====== Information shown ======

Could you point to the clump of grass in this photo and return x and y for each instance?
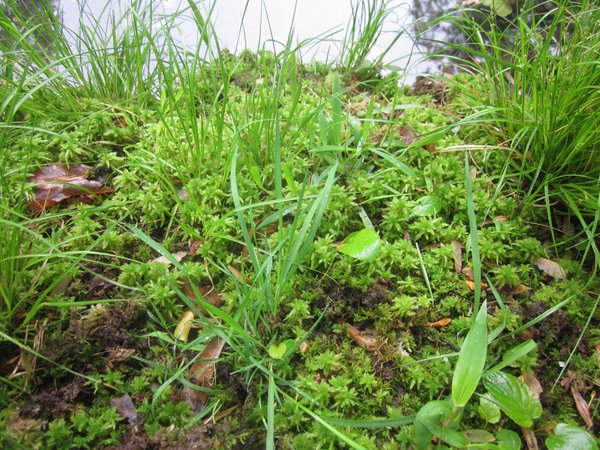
(362, 33)
(538, 82)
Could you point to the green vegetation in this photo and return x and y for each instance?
(226, 250)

======

What you are asked to do: Convert every line of the listing above into a numbered list, omitting blank lines. Leave the pictures out of the answer.

Problem solution:
1. Could you point to the clump of grass in this photo and return x and y for each instance?
2. (362, 33)
3. (538, 82)
4. Could you point to the green vegetation in this photo and return x and y for each instance?
5. (226, 250)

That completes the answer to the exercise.